## ТЕКСТ
════════════════

Я дал согласие Петлякову войти в состав этой организации. Говоря о конечной цели антисоветской организации, Петляков рассказал, что они стоят за свержение советского строя и установления в России фашистской диктатуры. Туполева он назвал тогда, как руководителя антисоветской вредительской организации в авиационной промышленности».
Во время допроса, состоявшегося 5 марта 1939 года, следователь следственной части НКВД СССР младший лейтенант госбезопасности Пастельняк потребовал от Саукке полного покаяния. Саукке признал себя виновным в том, что:
затягивал проектирование по крыльям опытных самолетов ТБ-4, ТБ-6, АНТ-20, АНТ-40, ТБ-7;
проектирование вел таким образом, чтобы оно:
— задерживало поставку этих опытных машин,
— затягивало проведение летных испытаний,
— затрудняло освоение заводами серии по строительству АНТ-20, АНТ-40 и ТБ-7,
— срывало срок сдачи чертежей в серию по этим машинам.
Все это делалось, как признался Саукке, по заданиям Петлякова — одного из руководителей антисоветской вредительской организации.
* * *
Свинцовые, тяжелые страницы дела несут в себе потрясающую нравственную коллизию. С одной стороны Система, не связывающая себя ни с какими критериями права и морали. С другой, оболганные, часто больные, избиваемые и униженные узники. А начинается все чуть-ли не по-домашнему.
В допросном листе следователь пишет фамилию, имя, отчество допрашиваемого. Ставит не только дату, отмечает время начала и конца «работы». Затем, с указанием порядкового номера, записывает свой вопрос.
Да ведь как вежливо, обращение «Вы» во многих допросах пишется с большой буквы.
Сразу после вопроса следователь записывает ответ арестованного. Под каждым ответом арестант расписывается. Если какое-то слово зачеркивается, то об этом делается особая запись, снова скрепленная подписью допрашиваемого. В конце допроса еще одна подпись арестанта, свидетельствующая, что все с его слов записано правильно. Затем должность следователя и его факсимиле.

════════════════

## СОХРАНЁННЫЕ ДАННЫЕ
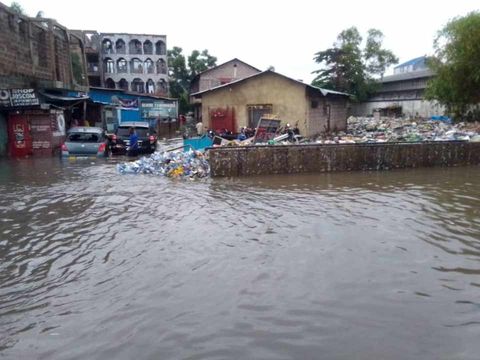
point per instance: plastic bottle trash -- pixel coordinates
(190, 164)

════════════════

## ЗАДАНИЯ
a: Выпишите из текста о допросах в НКВД фрагмент между словами «Во время допроса, состоявшегося» и «антисоветской вредительской организации.», включая их.
b: Определите, соответствуют ли утверждения (i), (ii) и (iii) тексту о допросах в НКВД. Для каждого ответьте «да» или «нет» и приведите решающие слова текста в виде точной цитаты.
(i) Допрос Саукке состоялся 5 марта 1939 года.
(ii) Под каждым ответом расписывается следователь.
(iii) Саукке признал, что действовал по заданиям Туполева.
c: Продолжите текст о допросах в НКВД, начав сразу после его последнего предложения.
Листинг является самостоятельным материалом и к тексту о допросах в НКВД не относится.

## ОТВЕТЫ ПО ЗАДАНИЯМ
a:
Во время допроса, состоявшегося 5 марта 1939 года, следователь следственной части НКВД СССР младший лейтенант госбезопасности Пастельняк потребовал от Саукке полного покаяния. Саукке признал себя виновным в том, что:
затягивал проектирование по крыльям опытных самолетов ТБ-4, ТБ-6, АНТ-20, АНТ-40, ТБ-7;
проектирование вел таким образом, чтобы оно:
— задерживало поставку этих опытных машин,
— затягивало проведение летных испытаний,
— затрудняло освоение заводами серии по строительству АНТ-20, АНТ-40 и ТБ-7,
— срывало срок сдачи чертежей в серию по этим машинам.
Все это делалось, как признался Саукке, по заданиям Петлякова — одного из руководителей антисоветской вредительской организации.

b:
(i) Да: «Во время допроса, состоявшегося 5 марта 1939 года».
(ii) Нет: «Под каждым ответом арестант расписывается».
(iii) Нет: «Все это делалось, как признался Саукке, по заданиям Петлякова».

c:
И все в ажуре, и так аккуратно-аккуратно, чистенько и мило. И не виснет в воздухе с пожелтевших страниц омерзительный мат следователя, и не видно на них пятен крови от разбитых лиц арестантов. И так трудно узнать правду, правду о том, что же тогда происходило на самом деле в этих глухих, без окон кабинетах.
Уже освобожденные бывшие арестанты молчали. С них взяли подписку о неразглашении тайны; они привыкли к дисциплине и не забывали о возможном рецидиве. И только через много-много лет трое рассказали малую толику того, что было тогда с каждым из них.
Туполева заставляли долгими часами стоять.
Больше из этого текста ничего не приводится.